- Prompt
Scan the records for the line containing "Where can you see the dormer"; extract it and all later lines, verbatim, through the end, and nothing before it.

- Data to examine
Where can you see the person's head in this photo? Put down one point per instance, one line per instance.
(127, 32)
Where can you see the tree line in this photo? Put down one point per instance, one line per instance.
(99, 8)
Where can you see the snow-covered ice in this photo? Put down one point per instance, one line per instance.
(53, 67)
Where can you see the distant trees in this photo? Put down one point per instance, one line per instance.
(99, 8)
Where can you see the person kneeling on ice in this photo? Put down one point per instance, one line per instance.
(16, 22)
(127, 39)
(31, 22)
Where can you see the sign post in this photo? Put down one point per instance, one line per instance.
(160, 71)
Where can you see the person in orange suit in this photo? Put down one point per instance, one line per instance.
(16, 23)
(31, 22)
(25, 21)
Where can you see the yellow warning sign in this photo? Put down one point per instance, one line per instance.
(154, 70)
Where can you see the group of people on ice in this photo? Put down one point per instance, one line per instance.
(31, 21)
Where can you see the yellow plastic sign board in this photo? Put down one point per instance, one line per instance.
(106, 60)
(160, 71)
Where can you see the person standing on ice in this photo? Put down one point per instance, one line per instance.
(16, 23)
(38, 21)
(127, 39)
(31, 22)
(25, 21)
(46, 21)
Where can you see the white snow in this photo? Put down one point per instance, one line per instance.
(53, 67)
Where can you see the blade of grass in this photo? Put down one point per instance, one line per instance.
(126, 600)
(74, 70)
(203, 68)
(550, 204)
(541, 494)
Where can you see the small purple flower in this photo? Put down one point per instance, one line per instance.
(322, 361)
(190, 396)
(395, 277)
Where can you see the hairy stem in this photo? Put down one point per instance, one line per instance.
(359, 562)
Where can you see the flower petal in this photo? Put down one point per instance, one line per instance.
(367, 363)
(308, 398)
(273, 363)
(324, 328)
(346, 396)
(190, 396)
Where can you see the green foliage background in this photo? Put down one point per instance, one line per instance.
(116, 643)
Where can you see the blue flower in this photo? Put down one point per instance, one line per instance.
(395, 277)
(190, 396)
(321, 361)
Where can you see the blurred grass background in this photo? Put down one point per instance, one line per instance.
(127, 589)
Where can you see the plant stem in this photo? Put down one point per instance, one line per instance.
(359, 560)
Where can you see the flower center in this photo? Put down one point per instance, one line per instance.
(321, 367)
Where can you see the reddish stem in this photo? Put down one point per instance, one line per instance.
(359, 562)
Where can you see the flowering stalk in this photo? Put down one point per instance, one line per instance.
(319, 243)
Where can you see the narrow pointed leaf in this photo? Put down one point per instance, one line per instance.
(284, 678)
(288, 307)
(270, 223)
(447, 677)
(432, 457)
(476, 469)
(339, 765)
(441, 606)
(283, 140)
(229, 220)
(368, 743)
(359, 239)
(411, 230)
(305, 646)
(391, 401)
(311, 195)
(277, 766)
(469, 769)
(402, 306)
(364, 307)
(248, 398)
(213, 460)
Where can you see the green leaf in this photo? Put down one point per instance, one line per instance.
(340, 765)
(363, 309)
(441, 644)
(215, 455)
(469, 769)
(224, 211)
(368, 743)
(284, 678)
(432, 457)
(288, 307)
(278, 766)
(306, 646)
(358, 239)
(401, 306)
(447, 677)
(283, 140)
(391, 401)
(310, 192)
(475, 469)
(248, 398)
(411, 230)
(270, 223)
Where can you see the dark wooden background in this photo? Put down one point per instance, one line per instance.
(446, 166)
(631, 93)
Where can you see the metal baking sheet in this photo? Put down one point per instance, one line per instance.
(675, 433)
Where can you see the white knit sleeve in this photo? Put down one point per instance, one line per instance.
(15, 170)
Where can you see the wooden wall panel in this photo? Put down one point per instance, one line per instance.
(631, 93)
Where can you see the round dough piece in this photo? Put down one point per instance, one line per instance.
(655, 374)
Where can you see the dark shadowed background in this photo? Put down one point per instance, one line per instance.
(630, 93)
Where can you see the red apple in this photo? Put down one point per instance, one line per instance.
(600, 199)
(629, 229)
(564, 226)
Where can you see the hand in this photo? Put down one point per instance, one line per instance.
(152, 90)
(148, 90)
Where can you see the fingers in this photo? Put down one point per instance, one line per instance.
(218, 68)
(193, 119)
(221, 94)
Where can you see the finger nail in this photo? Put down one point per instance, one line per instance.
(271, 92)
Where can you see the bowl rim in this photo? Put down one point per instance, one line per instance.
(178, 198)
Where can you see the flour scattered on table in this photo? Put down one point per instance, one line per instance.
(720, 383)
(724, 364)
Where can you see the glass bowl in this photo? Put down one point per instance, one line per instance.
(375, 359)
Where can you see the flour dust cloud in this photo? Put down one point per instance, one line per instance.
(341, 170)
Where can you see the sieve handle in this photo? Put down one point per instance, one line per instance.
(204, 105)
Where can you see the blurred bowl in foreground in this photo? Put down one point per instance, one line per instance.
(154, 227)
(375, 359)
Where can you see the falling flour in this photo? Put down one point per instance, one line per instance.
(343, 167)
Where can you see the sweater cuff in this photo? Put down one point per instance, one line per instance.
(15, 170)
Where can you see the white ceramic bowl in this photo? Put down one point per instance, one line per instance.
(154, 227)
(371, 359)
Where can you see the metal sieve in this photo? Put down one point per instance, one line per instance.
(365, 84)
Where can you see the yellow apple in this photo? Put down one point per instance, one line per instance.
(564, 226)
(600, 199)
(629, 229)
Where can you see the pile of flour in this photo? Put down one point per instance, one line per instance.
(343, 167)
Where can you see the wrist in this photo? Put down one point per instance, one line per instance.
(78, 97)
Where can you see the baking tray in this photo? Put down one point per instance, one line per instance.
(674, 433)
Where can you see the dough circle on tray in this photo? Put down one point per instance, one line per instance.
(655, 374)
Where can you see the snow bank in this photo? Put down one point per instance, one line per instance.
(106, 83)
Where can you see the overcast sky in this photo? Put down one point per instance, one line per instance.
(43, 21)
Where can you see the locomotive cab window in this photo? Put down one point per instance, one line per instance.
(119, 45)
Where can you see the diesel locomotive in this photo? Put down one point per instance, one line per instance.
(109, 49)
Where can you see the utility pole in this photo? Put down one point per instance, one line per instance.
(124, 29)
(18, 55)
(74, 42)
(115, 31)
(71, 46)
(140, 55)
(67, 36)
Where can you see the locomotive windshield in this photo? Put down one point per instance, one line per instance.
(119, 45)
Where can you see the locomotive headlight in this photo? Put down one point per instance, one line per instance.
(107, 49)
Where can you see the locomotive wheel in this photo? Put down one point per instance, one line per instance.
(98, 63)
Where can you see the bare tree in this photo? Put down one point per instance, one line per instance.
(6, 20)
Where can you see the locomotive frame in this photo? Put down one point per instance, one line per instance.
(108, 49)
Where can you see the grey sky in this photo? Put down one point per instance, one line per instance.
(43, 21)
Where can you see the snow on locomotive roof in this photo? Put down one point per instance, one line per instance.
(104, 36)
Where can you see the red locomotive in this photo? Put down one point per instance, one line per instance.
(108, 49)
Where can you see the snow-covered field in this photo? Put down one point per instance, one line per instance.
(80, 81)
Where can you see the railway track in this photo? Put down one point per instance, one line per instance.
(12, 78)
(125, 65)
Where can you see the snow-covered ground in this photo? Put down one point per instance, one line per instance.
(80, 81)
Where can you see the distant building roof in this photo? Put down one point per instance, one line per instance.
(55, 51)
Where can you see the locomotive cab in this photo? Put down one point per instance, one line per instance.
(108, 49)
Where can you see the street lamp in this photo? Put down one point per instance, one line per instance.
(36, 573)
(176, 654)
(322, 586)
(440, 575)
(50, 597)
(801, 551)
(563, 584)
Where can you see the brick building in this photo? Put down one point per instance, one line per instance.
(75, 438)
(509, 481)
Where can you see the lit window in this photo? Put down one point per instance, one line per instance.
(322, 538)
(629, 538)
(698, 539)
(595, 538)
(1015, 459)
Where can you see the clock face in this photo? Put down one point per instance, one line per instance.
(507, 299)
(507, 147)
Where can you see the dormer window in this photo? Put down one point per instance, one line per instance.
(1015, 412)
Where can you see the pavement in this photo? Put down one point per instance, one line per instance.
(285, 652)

- Answer below
Where can you see the dormer window in this photo? Put down one point per instance, one line per instance.
(1015, 412)
Where can you see the pavement in this photo? Put down one point per instance, one line per instance.
(285, 652)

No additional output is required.